> **DATA TO USE**

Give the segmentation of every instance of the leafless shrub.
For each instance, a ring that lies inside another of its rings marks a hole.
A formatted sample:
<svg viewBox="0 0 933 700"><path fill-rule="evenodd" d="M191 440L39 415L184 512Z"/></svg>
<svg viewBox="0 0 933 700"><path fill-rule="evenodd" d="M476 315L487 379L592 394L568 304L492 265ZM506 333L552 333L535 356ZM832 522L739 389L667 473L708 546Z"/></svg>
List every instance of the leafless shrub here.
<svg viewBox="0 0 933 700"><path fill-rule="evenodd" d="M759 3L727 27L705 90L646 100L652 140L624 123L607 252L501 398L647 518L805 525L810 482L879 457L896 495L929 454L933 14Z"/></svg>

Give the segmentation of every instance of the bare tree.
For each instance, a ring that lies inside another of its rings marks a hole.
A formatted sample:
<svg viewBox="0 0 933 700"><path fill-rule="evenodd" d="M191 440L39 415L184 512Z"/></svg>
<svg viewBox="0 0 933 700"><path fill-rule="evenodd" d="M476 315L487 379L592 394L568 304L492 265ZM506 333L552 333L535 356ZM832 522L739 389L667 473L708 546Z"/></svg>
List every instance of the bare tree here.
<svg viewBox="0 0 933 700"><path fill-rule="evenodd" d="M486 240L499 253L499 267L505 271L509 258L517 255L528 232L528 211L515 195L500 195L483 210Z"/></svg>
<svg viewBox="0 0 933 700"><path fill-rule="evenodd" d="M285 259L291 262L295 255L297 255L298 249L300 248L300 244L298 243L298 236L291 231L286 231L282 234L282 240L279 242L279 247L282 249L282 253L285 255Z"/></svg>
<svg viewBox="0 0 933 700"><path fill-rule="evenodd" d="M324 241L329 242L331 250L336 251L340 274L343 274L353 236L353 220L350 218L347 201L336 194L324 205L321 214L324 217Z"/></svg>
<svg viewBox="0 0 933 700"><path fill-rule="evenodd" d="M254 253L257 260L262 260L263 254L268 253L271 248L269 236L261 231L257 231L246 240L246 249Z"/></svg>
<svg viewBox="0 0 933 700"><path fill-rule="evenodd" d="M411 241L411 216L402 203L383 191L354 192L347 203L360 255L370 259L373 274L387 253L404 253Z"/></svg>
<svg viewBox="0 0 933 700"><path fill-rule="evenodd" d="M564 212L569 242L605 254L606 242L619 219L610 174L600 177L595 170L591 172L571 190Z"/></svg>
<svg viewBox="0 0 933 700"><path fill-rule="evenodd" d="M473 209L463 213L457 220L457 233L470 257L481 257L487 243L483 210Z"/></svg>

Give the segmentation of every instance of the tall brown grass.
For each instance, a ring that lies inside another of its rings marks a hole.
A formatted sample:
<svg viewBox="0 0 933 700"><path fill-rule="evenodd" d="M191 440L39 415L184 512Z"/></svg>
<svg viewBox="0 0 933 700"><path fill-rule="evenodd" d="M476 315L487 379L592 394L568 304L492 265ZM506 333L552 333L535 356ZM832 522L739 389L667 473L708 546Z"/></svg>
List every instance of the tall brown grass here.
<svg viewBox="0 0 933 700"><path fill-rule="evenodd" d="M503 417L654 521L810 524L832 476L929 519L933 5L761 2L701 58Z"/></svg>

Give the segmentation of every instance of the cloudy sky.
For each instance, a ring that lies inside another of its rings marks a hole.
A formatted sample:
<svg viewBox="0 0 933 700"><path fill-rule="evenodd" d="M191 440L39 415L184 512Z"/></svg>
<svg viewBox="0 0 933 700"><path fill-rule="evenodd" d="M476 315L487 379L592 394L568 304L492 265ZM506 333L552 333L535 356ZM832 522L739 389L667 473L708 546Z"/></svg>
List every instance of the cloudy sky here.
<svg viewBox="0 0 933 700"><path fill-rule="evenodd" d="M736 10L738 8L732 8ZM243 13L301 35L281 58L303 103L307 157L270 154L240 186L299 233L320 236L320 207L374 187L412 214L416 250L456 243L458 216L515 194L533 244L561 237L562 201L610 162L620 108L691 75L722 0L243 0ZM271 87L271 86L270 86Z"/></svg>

> **THE EXERCISE**
Please change every "marks a hole" in the entries above to "indicates a hole" and write all the lines out again, with nothing else altered.

> **TASK RESPONSE**
Give the segmentation of every instance of the leafless shrub.
For each instance, a ring that lies inside another of its rings indicates a hole.
A formatted sample:
<svg viewBox="0 0 933 700"><path fill-rule="evenodd" d="M191 440L39 415L184 512Z"/></svg>
<svg viewBox="0 0 933 700"><path fill-rule="evenodd" d="M476 315L487 379L592 394L568 304L492 265ZM506 333L552 333L535 356ZM832 522L739 389L667 473L708 546Z"/></svg>
List every instance of the leafless shrub here.
<svg viewBox="0 0 933 700"><path fill-rule="evenodd" d="M759 3L727 27L705 90L646 100L652 140L624 123L607 252L501 398L647 518L805 525L810 482L879 457L896 495L929 454L933 14Z"/></svg>

Give the segmentation of every instance of the bare tree.
For each instance, a ring that lies inside another of its rings indicates a hole.
A formatted sample:
<svg viewBox="0 0 933 700"><path fill-rule="evenodd" d="M191 440L39 415L184 512Z"/></svg>
<svg viewBox="0 0 933 700"><path fill-rule="evenodd" d="M476 315L487 379L592 394L568 304L492 265ZM506 333L552 333L535 356ZM832 522L739 389L667 473L708 546Z"/></svg>
List every instance of the bare tree here.
<svg viewBox="0 0 933 700"><path fill-rule="evenodd" d="M486 240L499 253L499 267L505 271L509 258L517 255L528 232L528 211L515 195L500 195L483 210Z"/></svg>
<svg viewBox="0 0 933 700"><path fill-rule="evenodd" d="M285 259L291 262L295 255L297 255L298 249L300 248L300 244L298 243L298 236L291 231L286 231L282 234L282 240L279 242L279 247L282 249L282 253L285 255Z"/></svg>
<svg viewBox="0 0 933 700"><path fill-rule="evenodd" d="M324 241L329 242L331 250L336 251L340 274L343 274L353 236L353 220L350 218L347 201L336 194L324 205L321 214L324 217Z"/></svg>
<svg viewBox="0 0 933 700"><path fill-rule="evenodd" d="M254 253L257 260L262 260L263 254L268 253L271 248L269 236L261 231L257 231L246 240L246 249Z"/></svg>
<svg viewBox="0 0 933 700"><path fill-rule="evenodd" d="M411 241L411 216L402 203L383 191L354 192L347 203L360 255L370 259L373 274L387 253L404 253Z"/></svg>
<svg viewBox="0 0 933 700"><path fill-rule="evenodd" d="M564 212L569 242L605 254L606 242L619 219L610 174L600 177L595 170L591 172L571 190Z"/></svg>
<svg viewBox="0 0 933 700"><path fill-rule="evenodd" d="M473 209L463 213L457 220L457 233L470 257L481 257L487 243L483 210Z"/></svg>

Give the segmentation of every instance of the tall brown grass.
For each instance, a ring that lies inside another of its rings indicates a hole.
A formatted sample:
<svg viewBox="0 0 933 700"><path fill-rule="evenodd" d="M191 440L39 415L184 512Z"/></svg>
<svg viewBox="0 0 933 700"><path fill-rule="evenodd" d="M476 315L487 379L592 394L568 304L492 265ZM506 333L552 333L535 356ZM832 522L739 389L667 473L708 546Z"/></svg>
List every instance of the tall brown grass here.
<svg viewBox="0 0 933 700"><path fill-rule="evenodd" d="M503 417L654 521L810 524L832 476L929 519L933 5L761 2L701 58Z"/></svg>

Give the segmentation of every instance of the cloudy sky.
For each instance, a ring that lies inside another of its rings indicates a hole.
A formatted sample:
<svg viewBox="0 0 933 700"><path fill-rule="evenodd" d="M191 440L39 415L184 512Z"/></svg>
<svg viewBox="0 0 933 700"><path fill-rule="evenodd" d="M476 315L487 379L592 394L568 304L492 265ZM506 333L552 333L535 356ZM832 522L739 389L667 473L708 546Z"/></svg>
List every instance of the cloudy sky here.
<svg viewBox="0 0 933 700"><path fill-rule="evenodd" d="M736 10L738 8L732 8ZM243 13L301 35L281 58L303 103L307 157L270 154L240 186L299 233L320 236L320 207L374 187L412 214L416 250L456 243L458 216L515 194L533 244L561 237L562 201L610 162L620 108L691 75L722 0L243 0ZM271 87L271 86L270 86Z"/></svg>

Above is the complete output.